What is asked
Could you pull out every line in the data below that contains the word "collar"? Copy each of those lines.

[Point placement data]
----

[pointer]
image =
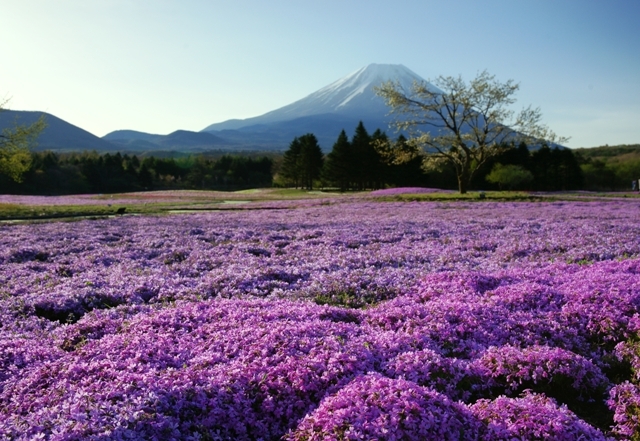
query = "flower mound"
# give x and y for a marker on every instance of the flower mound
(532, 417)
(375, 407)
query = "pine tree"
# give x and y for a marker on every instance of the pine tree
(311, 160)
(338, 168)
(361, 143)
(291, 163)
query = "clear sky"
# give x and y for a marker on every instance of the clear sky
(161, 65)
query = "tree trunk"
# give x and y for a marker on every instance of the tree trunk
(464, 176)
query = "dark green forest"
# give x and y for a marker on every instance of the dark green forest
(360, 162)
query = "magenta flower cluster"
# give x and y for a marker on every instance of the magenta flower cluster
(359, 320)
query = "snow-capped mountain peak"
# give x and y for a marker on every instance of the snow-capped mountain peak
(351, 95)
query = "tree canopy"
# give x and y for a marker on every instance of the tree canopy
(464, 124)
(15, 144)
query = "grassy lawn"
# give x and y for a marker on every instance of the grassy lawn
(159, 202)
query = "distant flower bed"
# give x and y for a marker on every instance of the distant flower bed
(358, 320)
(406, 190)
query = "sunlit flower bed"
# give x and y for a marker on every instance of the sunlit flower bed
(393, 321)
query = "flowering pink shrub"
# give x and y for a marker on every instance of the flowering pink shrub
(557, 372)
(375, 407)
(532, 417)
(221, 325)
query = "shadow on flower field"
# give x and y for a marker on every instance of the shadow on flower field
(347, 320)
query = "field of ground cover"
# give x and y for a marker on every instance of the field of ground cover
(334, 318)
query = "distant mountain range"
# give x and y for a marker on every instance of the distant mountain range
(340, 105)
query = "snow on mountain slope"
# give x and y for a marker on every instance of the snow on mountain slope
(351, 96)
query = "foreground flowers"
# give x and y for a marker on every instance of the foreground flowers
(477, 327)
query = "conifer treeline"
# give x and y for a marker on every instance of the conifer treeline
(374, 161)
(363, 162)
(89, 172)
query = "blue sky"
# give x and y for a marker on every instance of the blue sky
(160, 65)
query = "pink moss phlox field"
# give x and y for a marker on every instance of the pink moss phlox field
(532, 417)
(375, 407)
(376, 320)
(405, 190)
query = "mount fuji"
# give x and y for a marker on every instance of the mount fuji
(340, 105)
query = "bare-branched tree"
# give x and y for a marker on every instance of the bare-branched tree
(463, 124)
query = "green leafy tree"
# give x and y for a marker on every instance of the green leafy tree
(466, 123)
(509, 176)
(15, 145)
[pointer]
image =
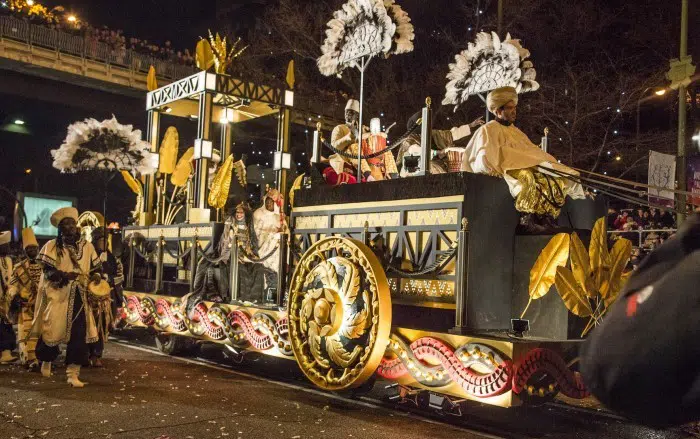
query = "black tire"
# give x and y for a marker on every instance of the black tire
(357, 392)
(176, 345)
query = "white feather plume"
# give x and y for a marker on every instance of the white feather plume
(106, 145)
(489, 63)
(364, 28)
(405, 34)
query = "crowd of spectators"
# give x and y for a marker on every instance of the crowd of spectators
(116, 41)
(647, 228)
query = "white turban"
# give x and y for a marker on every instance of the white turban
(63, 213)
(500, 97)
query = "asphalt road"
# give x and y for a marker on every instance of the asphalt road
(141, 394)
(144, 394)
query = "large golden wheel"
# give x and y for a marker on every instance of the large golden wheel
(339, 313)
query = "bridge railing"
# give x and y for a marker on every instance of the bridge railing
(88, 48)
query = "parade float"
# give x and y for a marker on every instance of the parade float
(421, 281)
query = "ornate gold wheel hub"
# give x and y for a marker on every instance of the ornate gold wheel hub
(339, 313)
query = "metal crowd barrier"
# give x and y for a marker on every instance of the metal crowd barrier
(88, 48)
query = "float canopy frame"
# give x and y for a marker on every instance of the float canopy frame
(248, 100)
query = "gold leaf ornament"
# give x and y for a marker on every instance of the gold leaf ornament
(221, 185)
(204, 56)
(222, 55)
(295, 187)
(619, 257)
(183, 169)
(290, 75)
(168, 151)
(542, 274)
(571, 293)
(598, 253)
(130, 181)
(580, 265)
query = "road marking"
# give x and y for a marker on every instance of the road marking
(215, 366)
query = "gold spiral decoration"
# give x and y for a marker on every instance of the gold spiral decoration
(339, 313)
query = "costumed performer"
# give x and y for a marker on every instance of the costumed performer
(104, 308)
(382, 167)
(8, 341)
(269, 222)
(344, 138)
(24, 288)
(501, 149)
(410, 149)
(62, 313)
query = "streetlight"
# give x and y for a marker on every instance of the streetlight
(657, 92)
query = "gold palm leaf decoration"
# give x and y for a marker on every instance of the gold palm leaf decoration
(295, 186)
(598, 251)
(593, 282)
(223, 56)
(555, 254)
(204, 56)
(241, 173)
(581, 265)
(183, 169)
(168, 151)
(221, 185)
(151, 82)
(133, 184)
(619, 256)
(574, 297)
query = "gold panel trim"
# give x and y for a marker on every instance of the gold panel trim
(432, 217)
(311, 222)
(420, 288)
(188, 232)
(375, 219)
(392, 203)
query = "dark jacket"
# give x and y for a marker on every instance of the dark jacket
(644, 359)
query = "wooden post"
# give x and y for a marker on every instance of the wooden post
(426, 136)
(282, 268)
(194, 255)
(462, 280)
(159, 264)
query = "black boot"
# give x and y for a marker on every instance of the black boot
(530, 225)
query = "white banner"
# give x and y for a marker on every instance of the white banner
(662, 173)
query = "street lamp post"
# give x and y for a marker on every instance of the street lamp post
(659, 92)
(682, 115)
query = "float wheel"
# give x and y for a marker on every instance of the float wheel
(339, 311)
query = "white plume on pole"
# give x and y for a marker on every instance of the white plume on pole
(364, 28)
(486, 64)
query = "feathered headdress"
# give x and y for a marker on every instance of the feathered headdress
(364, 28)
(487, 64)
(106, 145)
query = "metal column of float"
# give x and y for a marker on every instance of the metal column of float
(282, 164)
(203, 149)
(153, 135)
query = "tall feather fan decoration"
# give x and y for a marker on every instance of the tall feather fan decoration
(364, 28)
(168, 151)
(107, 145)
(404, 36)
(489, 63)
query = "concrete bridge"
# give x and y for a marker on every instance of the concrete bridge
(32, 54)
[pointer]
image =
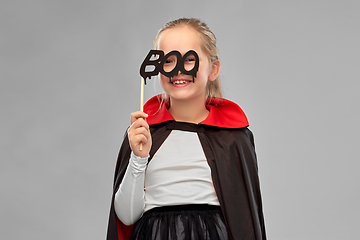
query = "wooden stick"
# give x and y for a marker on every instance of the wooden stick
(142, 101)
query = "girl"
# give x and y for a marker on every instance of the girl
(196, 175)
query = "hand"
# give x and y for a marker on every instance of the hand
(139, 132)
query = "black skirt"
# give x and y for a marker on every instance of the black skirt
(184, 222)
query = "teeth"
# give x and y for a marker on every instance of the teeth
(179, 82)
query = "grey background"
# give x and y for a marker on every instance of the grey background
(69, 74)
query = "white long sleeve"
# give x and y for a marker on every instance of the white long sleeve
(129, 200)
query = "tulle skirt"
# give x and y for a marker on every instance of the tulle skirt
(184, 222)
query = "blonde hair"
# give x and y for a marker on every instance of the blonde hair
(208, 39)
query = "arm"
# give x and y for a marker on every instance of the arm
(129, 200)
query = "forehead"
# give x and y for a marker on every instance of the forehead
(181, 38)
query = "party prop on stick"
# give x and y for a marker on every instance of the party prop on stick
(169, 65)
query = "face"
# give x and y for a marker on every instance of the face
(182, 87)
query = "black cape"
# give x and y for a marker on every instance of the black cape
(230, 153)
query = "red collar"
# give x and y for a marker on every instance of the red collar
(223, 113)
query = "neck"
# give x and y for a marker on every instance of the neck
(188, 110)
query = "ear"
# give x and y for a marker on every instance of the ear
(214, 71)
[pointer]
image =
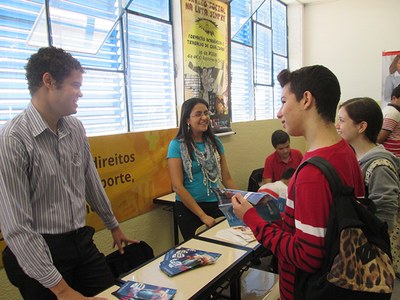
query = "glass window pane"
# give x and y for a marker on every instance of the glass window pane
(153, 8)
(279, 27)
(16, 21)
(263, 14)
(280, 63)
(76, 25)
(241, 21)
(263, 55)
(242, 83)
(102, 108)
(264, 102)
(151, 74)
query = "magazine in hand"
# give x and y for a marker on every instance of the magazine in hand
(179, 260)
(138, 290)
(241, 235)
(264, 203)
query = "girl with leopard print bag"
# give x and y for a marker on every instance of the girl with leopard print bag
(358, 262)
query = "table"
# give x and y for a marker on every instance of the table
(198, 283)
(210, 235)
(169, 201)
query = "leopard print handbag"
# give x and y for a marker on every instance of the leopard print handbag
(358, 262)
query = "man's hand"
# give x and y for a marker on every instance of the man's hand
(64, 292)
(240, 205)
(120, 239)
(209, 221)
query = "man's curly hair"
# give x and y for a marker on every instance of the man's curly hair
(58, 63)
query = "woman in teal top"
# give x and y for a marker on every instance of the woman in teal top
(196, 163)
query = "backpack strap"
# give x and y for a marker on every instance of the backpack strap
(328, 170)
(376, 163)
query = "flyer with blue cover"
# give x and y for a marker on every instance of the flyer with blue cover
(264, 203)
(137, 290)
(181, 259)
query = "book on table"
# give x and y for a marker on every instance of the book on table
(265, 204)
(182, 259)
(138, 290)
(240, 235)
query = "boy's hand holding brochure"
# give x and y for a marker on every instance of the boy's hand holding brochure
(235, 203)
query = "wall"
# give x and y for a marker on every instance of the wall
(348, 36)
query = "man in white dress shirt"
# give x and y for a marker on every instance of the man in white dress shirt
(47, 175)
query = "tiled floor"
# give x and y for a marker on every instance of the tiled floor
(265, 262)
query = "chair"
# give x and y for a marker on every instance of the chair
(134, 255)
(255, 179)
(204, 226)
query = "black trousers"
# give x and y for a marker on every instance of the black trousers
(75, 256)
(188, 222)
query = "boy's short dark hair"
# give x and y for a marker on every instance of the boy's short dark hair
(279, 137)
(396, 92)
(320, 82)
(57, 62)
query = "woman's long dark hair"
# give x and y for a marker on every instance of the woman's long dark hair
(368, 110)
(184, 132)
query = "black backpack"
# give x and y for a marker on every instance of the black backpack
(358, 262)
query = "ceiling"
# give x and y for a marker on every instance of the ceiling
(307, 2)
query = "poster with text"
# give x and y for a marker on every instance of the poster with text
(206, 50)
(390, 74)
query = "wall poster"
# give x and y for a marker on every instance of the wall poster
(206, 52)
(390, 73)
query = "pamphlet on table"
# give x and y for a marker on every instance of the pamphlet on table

----

Solution for this task
query = "red collar"
# give x and y for a marker on every instance of the red collar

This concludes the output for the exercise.